═════ SELECTED TEXT ═════

And Woolie thought the sisterhood was weakening! With guys like you around, we should have no problem recruiting new members! :biggrin: :tongue2:
 
  • #38
Beeza said:
Roll your eyes all you want. I choose to spend my spare time being healthy instead of eating chocolate and sitting on my butt:zzz: . Maybe being healthy isn't for everyone, but as for me, I most definitely will not fit into the stereotype, and will reach both my academic and fitness goals.

And here's my not-so-astonishing way of life, but my own individual passion that isn't for everyone.

Me on stage at 18 years old in my first teen bodybuilding competition, and then 2 years later and 30lbs heavier.

═════ DATA SUPPLIED ═════

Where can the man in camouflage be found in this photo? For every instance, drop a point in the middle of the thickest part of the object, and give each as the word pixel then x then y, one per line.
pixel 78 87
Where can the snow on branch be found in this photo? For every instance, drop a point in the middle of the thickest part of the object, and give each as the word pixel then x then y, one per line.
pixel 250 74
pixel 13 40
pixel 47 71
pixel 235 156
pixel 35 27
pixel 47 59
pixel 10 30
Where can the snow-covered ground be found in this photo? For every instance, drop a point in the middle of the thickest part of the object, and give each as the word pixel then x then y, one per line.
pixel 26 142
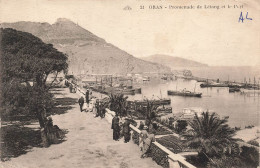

═════

PROBLEMS TO WORK ON:
[A] List every emoticon code (the words set between colons) that appears in the fitness forum excerpt above the records.
[B] Please write the next part of the fitness forum excerpt, picking up right after its final sentence.

EXPECTED RESULTS:
[A] :biggrin:, :tongue2:, :zzz:

[B]
Oh boy, too much stereotype and movies. Almost everyone does some kind of sports no matter whether you study physics or mathematics or are a geek, a nerd or whatever. I play soccer and do biking everyday, some other people do basketball or weightlifting, after all, healthy life style is important. Being healthy lowers the risk of experiencing pain, something that everyone should rather avoid. If you're healthy, you possibly live longer, and if you live longer you can devote yourself more to reasearch and further studies. It's good to do sports, but I wouldn't rather make them the way of one's life. There's so much to discover, learn and experience here in the world, that indifference to science, may prevent you from getting them all, just my 7 cents.

//edit

wow, how long have you been practicing/doing weighlifting?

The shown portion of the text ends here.